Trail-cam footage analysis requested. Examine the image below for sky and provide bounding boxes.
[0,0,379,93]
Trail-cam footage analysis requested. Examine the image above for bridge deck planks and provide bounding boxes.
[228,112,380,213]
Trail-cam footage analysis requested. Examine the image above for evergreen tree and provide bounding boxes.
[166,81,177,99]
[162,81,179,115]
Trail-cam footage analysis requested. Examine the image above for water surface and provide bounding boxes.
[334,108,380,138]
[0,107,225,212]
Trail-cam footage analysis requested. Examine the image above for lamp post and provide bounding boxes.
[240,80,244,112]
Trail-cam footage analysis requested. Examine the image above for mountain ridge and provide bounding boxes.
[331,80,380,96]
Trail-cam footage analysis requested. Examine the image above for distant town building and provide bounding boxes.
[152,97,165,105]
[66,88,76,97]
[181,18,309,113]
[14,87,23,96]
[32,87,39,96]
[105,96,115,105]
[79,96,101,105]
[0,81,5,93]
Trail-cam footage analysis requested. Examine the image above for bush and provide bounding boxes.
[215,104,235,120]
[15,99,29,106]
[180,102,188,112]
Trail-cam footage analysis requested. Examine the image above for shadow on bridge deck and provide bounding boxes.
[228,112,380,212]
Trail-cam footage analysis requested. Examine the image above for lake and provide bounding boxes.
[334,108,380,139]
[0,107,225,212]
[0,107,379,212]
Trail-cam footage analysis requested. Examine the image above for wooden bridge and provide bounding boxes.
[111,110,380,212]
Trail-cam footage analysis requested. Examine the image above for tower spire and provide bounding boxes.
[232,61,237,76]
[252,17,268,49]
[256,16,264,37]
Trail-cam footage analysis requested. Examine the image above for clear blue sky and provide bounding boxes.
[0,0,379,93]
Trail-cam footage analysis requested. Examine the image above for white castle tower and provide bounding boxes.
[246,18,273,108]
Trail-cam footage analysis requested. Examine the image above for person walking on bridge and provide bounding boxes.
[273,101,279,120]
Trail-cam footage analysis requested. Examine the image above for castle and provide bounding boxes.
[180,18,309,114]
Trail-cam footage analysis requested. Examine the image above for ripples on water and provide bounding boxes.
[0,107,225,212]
· · · · · · ·
Set down the whole listing once more, precisely as written.

# Solution for this exercise:
Trail-cam footage analysis requested. Examine the image below for sky and provide bounding boxes.
[0,0,379,93]
Trail-cam footage analysis requested. Examine the image above for bridge deck planks and provide bounding boxes.
[228,112,380,213]
Trail-cam footage analysis requested. Examine the image above for evergreen tree and provide bounding boxes.
[166,81,177,99]
[162,81,179,115]
Trail-cam footage analysis requested. Examine the image above for water surface and provide bounding boxes.
[334,108,380,138]
[0,107,225,212]
Trail-cam footage analysis requested. Examine the image above for lamp post and provide bounding boxes.
[240,80,244,112]
Trail-cam footage analysis requested. Examine the image above for mountain ridge and provide bounding boxes.
[331,80,380,96]
Trail-cam footage analysis requested. Examine the image above for distant town building and provide bounding boxes.
[152,97,165,105]
[66,88,76,97]
[181,18,309,113]
[14,87,23,96]
[32,87,39,96]
[105,96,115,105]
[79,96,101,105]
[0,81,5,93]
Trail-cam footage analysis requested. Examine the image above for bush and provide bounding boxes.
[215,104,235,120]
[15,99,29,106]
[180,102,188,112]
Trail-cam footage analysis requested. Examine the image above for shadow on bridge deck and provide bounding boxes.
[228,112,380,212]
Trail-cam footage analysis requested. Examine the image above for lake and provide bounding boxes.
[334,108,380,139]
[0,107,225,212]
[0,107,379,212]
Trail-cam footage analysis requested. Examine the image above for wooden bridge and provide bounding boxes.
[111,110,380,212]
Trail-cam footage analysis requested. Examine the image above for tower spire and provide bounding boxes.
[232,61,237,76]
[252,17,268,49]
[256,16,264,37]
Trail-cam footage analysis requested. Examine the image above for clear blue sky and provide bounding boxes.
[0,0,379,93]
Trail-cam footage analysis requested. Examine the image above for white castle tower and provide bounding boxes.
[246,18,273,108]
Trail-cam footage analysis requested. Examine the image above for person walking on bridge and provide bounding boxes.
[273,101,279,120]
Trail-cam footage analysis requested. Examine the image above for castle and provide bounding boxes.
[180,18,309,114]
Trail-cam footage analysis requested. Examine the image above for ripples on water and provide bounding boxes.
[0,107,225,212]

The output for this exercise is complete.